*ASSIGNED TASK*
Would you please retype, exactly, the lines of the listing below between the line with "Phrase: kangaroo emblem on shorts" and the line with "Phrase: player's ear", inclusive?

(STORED DATA)

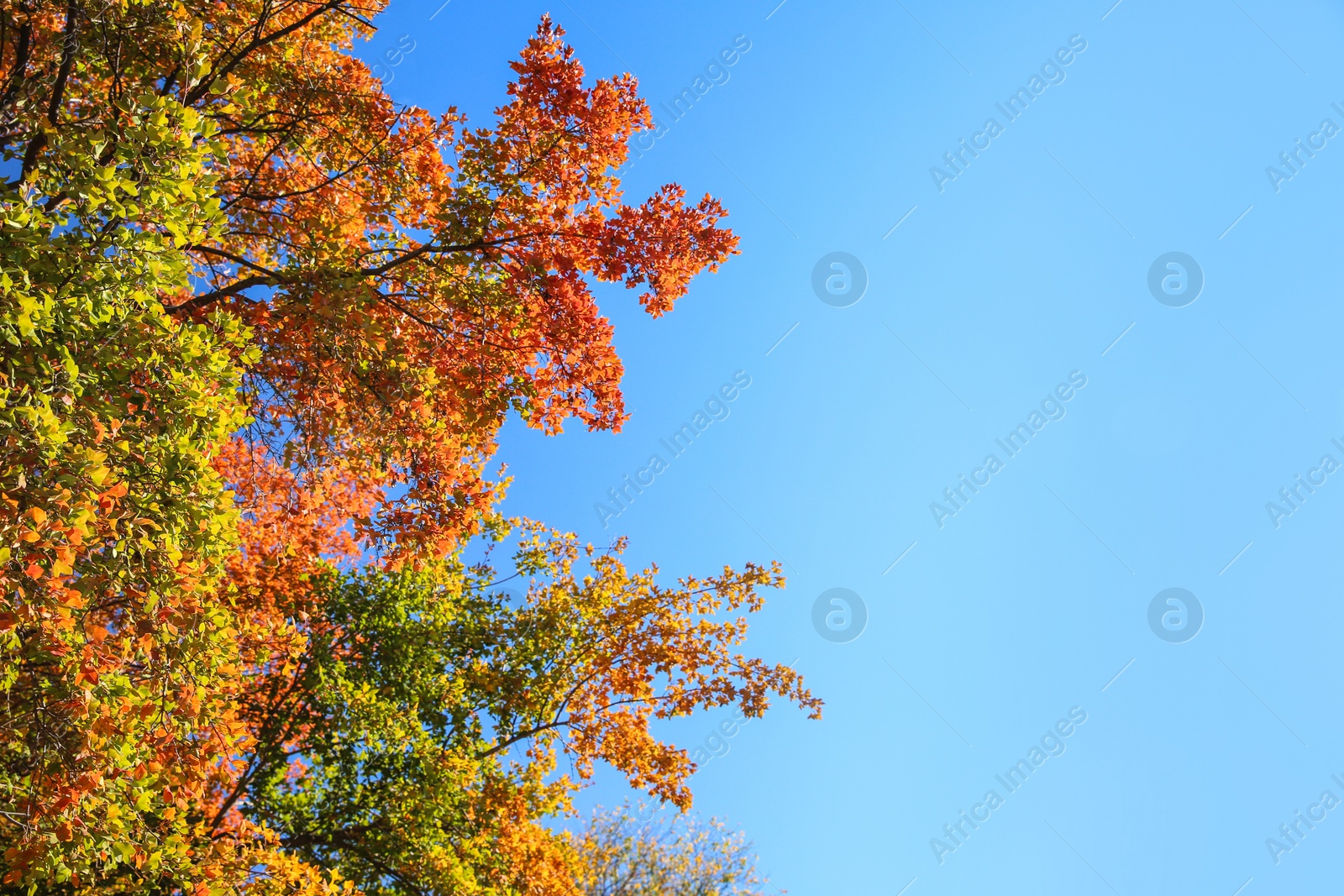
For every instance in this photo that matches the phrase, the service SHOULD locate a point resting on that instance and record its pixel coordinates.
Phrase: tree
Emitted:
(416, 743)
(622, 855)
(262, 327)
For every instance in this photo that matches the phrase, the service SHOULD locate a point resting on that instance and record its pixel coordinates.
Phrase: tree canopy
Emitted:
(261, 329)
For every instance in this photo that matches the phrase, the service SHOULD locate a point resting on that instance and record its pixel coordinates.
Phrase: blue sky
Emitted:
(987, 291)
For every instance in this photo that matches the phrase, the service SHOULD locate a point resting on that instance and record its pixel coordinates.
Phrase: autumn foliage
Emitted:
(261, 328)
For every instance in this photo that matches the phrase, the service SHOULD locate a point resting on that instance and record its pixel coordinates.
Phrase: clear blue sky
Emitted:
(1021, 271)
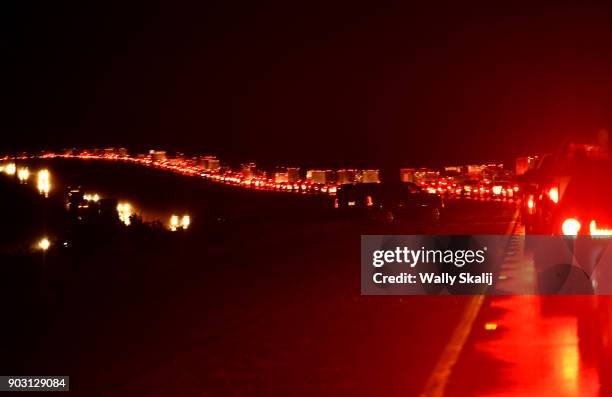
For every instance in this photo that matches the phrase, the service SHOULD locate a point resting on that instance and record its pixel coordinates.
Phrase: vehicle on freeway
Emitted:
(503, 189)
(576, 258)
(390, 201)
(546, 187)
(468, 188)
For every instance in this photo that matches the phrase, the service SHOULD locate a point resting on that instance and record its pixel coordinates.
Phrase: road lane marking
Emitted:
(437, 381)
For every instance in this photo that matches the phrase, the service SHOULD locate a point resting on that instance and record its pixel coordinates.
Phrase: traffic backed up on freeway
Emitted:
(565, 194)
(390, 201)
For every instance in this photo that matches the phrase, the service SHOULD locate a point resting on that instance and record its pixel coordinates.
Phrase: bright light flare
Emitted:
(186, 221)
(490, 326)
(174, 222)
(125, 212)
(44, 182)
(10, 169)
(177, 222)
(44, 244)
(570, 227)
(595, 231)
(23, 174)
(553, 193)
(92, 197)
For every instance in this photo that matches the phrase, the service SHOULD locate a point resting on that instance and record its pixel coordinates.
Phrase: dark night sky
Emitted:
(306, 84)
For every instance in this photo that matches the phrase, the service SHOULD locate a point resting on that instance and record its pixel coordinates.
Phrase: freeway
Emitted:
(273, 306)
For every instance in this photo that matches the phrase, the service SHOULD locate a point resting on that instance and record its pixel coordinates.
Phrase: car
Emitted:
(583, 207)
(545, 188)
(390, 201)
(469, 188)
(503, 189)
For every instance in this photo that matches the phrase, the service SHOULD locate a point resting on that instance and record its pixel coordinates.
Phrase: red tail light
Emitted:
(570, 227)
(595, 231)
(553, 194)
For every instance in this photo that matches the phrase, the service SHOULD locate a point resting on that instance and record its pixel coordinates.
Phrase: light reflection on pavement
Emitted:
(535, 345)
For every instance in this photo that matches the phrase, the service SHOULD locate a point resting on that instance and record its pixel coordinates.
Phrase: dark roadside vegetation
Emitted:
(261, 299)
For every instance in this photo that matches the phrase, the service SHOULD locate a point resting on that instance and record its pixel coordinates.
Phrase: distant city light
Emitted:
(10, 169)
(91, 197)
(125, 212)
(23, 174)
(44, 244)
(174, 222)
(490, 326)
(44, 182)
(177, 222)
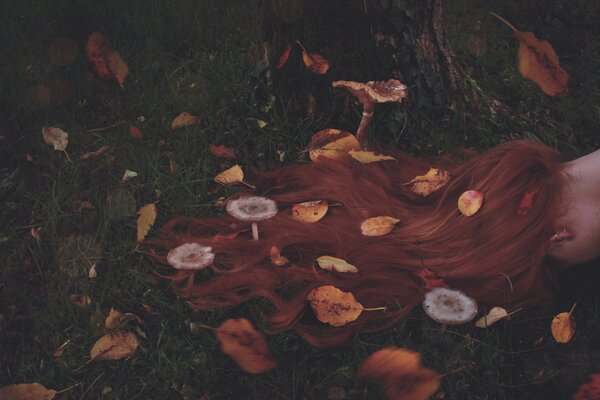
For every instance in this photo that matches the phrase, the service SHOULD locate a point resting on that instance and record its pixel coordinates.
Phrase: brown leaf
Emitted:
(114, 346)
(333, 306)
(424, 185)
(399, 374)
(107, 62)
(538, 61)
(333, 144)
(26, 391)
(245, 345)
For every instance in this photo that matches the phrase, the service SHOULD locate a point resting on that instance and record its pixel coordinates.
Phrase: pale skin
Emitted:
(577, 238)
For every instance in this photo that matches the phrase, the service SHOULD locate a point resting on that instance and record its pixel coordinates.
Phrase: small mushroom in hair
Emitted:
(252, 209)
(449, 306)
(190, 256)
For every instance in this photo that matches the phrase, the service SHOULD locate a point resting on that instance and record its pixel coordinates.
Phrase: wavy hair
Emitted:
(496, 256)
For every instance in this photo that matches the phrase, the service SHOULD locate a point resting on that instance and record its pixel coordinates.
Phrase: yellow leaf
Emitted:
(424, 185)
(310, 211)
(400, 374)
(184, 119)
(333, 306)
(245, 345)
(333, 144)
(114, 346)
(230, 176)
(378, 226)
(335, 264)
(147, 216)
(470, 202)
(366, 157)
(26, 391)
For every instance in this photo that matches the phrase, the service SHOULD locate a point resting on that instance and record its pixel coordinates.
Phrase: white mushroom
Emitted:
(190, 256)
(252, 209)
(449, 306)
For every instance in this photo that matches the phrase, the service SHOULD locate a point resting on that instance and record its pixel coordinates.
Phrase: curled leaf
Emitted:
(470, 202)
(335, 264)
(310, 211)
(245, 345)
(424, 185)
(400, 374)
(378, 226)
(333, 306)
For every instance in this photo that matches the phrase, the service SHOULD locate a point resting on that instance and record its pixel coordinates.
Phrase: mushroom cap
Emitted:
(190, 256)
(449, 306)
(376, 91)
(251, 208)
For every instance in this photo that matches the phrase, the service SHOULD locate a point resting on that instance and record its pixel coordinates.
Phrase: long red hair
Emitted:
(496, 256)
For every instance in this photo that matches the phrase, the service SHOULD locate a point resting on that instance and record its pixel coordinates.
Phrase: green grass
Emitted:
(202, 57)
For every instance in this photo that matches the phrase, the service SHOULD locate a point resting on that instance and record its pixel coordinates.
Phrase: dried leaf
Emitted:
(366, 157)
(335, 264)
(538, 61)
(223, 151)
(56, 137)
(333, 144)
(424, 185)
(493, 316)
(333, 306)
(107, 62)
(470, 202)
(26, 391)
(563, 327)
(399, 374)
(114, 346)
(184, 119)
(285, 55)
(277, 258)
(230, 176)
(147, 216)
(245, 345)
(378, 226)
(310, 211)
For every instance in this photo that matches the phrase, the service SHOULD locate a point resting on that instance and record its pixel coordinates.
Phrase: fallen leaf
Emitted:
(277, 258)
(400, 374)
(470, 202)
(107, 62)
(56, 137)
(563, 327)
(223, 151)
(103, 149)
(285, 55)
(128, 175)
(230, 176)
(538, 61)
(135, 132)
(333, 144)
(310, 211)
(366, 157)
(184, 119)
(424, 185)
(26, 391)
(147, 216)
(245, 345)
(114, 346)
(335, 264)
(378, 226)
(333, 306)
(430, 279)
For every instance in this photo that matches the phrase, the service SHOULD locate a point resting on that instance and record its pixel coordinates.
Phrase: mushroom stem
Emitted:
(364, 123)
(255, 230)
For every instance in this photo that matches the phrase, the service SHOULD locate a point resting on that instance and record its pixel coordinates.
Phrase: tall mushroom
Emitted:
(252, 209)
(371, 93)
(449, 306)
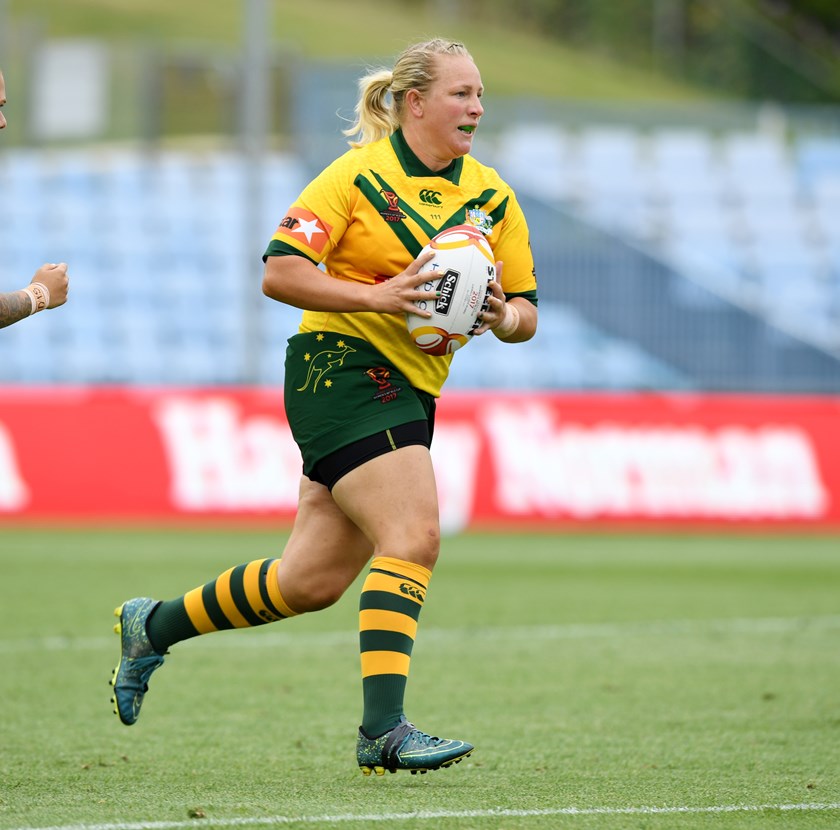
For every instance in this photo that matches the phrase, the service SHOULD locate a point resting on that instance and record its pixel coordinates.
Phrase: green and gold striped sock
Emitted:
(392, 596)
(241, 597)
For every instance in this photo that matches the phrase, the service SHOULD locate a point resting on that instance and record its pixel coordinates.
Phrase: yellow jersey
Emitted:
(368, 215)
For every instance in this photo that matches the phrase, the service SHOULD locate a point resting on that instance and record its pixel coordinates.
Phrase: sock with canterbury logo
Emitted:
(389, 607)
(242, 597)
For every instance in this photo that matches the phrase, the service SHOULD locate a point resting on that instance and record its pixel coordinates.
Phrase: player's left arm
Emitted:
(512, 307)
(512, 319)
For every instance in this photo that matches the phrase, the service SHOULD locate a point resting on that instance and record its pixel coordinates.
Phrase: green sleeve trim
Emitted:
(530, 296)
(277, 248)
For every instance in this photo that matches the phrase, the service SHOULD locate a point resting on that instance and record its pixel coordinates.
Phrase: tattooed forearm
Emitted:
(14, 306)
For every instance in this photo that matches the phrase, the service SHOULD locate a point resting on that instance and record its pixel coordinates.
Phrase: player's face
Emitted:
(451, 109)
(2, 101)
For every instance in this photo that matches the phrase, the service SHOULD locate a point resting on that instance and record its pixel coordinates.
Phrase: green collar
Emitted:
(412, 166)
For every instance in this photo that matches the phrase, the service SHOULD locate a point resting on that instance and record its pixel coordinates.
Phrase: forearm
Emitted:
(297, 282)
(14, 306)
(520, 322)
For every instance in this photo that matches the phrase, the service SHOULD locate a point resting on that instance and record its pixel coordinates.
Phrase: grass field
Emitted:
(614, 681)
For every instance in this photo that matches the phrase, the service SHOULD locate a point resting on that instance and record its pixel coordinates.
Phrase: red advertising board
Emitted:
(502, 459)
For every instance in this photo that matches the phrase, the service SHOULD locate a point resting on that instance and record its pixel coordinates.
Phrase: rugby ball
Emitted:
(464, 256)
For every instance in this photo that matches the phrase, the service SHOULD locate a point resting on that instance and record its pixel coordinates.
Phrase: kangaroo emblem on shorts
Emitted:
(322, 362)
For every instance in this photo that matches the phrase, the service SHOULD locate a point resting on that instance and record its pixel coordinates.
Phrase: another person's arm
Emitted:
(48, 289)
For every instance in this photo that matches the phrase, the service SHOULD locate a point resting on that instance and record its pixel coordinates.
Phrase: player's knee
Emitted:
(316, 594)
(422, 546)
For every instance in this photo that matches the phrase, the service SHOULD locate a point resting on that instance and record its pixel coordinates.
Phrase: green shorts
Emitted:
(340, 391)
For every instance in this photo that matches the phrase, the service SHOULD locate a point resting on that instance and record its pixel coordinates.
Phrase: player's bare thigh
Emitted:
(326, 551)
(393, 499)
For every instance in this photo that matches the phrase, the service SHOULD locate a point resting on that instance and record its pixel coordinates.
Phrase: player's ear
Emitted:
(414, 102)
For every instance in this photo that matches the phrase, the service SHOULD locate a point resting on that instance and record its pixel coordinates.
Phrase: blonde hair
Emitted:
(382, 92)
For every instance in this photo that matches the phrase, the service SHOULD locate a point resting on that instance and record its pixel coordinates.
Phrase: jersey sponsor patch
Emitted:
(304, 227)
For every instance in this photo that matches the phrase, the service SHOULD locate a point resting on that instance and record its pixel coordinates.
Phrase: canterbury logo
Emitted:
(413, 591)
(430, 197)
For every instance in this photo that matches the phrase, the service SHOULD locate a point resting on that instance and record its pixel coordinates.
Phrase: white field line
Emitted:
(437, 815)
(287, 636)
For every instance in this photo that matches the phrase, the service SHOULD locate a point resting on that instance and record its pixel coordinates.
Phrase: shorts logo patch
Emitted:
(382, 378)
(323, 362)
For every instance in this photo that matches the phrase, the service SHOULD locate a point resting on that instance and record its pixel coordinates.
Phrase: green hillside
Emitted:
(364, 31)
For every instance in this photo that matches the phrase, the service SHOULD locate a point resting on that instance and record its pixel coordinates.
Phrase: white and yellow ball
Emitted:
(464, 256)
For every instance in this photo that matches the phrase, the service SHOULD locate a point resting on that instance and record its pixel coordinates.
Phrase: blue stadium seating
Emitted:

(End STORED DATA)

*ANSWER SECTION*
Phrase: kangaroo emblem on shorts
Emitted:
(322, 362)
For every instance in this photo that matches the phrase, the service SHOULD locate a point resting on that instance and record its pixel coordinates.
Phrase: another person's arm
Emitted:
(48, 289)
For every instance in this photo that matches the phrase, the service SHOULD locate a point resting on that instance and record its pixel coordinates.
Phrase: player's knee
Emitted:
(316, 594)
(422, 546)
For every instance in this photo that matches the phrase, the service SHOULD locate a point resting on that instance and record its pixel coordinates.
Phrase: green shorts
Emitted:
(340, 391)
For every instance in this photo that matches the phrase, the service SHOULD locate a point resting on that instance and record its pixel coordinates.
Phrase: player's bare thigh
Emitted:
(326, 551)
(393, 499)
For every instance in this photo that matches the phrase, the service SHOULD locate a point resting on that instance and record its pixel coordinates.
Phrase: player's ear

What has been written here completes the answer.